§ Information given:
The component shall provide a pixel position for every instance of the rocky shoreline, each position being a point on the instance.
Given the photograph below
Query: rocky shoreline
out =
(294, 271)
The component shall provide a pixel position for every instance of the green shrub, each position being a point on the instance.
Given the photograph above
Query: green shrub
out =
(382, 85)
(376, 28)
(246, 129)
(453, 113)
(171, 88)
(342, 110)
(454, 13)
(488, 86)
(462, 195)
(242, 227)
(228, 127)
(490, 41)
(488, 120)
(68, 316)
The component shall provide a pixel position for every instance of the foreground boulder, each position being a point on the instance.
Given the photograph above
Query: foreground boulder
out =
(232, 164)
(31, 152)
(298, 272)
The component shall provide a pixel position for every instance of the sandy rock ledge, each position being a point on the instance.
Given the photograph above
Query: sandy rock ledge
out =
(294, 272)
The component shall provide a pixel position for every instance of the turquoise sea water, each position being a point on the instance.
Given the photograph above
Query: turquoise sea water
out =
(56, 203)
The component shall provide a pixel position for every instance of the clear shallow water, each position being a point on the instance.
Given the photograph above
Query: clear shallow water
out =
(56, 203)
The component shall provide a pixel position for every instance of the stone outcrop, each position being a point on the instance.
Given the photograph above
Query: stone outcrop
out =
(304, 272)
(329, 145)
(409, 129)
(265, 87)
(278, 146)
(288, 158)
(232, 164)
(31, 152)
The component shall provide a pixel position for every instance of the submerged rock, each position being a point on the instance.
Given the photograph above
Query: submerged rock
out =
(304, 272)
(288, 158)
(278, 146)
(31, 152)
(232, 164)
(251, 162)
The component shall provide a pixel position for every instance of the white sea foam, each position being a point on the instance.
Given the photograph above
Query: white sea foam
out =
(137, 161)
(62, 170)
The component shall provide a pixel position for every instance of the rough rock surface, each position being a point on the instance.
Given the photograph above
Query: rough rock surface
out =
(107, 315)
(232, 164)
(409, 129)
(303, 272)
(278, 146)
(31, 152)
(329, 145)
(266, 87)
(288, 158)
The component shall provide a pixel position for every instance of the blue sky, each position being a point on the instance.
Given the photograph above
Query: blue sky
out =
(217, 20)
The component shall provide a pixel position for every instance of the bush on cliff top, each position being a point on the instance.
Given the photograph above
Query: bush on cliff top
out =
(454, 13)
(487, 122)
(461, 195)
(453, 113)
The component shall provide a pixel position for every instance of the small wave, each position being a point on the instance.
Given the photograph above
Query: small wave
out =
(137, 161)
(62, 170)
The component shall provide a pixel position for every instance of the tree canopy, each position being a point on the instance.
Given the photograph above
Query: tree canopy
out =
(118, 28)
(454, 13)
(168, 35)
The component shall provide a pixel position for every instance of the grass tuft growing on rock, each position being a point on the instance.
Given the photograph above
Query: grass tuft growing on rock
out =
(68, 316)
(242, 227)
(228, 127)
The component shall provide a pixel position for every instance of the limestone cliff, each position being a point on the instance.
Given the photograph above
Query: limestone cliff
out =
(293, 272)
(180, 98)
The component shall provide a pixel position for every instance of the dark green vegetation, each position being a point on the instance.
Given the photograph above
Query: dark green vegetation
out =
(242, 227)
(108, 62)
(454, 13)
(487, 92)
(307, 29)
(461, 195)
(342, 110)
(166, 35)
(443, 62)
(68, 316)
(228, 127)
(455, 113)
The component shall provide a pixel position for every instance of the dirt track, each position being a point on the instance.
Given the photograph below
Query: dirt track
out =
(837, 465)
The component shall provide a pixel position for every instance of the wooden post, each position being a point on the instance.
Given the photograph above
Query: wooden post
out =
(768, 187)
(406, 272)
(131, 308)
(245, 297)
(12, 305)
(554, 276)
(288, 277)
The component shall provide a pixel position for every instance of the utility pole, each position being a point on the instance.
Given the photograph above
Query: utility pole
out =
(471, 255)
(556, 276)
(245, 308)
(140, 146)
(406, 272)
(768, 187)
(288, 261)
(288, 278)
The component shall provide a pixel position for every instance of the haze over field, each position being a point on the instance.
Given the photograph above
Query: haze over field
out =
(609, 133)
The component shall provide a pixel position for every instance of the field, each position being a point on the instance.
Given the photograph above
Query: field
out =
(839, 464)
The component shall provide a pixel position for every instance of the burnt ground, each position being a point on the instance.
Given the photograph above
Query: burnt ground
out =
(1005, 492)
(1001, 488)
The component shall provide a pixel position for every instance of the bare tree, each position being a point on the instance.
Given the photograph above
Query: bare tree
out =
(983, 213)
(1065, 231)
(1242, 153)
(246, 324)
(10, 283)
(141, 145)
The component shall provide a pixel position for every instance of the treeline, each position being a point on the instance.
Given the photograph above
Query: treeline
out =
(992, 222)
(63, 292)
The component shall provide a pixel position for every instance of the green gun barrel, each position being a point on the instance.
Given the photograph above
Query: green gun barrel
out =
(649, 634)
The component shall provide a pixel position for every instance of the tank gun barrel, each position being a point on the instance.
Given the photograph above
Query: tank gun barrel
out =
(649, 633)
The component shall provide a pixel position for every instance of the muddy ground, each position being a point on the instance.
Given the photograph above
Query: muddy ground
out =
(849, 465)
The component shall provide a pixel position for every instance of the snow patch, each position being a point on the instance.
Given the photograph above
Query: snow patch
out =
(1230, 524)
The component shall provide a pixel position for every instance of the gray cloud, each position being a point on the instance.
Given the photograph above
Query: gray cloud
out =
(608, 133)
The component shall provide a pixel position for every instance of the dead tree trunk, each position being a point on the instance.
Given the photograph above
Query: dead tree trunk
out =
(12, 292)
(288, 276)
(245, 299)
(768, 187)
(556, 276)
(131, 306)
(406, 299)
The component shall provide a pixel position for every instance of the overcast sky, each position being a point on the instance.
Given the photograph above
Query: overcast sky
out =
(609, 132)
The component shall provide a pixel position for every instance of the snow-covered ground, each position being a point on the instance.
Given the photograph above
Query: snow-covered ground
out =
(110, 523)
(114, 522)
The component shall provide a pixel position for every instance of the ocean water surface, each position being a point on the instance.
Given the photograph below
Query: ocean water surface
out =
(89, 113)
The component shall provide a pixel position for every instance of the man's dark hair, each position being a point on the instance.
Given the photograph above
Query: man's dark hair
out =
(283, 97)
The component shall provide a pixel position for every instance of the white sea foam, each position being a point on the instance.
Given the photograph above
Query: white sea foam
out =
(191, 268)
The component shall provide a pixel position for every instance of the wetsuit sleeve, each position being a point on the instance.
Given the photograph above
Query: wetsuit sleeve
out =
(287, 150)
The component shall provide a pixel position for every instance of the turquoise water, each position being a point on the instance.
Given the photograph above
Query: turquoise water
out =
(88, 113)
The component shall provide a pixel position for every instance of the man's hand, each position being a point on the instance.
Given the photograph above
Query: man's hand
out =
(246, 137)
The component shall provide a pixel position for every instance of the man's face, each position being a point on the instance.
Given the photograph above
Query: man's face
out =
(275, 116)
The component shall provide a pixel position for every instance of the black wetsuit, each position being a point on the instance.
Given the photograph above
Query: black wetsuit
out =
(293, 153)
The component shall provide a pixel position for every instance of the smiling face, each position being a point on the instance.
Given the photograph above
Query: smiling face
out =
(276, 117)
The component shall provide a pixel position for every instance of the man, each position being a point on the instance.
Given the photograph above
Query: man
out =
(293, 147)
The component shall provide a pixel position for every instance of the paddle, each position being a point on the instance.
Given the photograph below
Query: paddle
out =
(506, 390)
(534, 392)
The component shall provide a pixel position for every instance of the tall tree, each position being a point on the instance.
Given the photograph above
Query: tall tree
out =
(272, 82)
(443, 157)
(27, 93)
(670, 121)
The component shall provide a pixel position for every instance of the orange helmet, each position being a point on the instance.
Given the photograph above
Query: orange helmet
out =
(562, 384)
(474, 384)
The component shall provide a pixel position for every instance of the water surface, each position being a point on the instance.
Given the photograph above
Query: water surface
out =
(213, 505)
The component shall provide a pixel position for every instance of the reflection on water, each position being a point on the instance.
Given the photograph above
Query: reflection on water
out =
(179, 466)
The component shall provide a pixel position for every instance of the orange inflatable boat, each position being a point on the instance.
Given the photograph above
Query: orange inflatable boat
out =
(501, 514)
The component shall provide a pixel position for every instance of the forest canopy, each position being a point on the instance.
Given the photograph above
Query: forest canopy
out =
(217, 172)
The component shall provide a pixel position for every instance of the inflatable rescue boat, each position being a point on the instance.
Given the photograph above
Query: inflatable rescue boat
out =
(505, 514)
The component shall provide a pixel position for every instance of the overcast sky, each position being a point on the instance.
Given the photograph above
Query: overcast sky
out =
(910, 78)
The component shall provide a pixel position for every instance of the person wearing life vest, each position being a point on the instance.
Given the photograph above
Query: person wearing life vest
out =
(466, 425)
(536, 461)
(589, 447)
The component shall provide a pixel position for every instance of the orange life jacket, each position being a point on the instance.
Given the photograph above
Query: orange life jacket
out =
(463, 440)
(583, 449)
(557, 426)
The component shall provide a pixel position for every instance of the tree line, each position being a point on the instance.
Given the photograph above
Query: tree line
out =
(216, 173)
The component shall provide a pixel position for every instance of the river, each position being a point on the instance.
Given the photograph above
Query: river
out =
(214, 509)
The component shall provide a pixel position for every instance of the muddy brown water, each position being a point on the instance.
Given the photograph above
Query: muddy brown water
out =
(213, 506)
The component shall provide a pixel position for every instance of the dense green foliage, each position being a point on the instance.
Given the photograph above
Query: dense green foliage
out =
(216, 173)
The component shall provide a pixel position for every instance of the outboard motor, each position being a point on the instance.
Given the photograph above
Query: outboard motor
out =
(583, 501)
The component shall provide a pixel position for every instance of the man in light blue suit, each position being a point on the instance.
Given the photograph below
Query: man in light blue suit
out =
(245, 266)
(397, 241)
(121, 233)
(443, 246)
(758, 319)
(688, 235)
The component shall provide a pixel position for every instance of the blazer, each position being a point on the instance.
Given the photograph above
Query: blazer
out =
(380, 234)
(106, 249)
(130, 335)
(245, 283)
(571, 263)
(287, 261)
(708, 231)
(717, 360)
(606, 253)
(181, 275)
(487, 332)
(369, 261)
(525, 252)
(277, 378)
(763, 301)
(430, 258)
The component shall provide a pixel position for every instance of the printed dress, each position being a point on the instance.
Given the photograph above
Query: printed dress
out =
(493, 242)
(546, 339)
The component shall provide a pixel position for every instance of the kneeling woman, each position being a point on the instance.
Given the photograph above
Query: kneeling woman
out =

§ Written exercise: Retype the data from the line with "the field, each" to the line with "(1001, 488)", keeping every line identical to how it appears.

§ Response:
The component shall provide a pixel position for every instance of the field, each position being a point on the instance.
Given the photograph above
Query: field
out =
(839, 464)
The component shall provide a pixel position for every instance of the burnt ground, each position being a point on the instance.
Given the photograph above
Query: burnt ground
out =
(1005, 492)
(1001, 488)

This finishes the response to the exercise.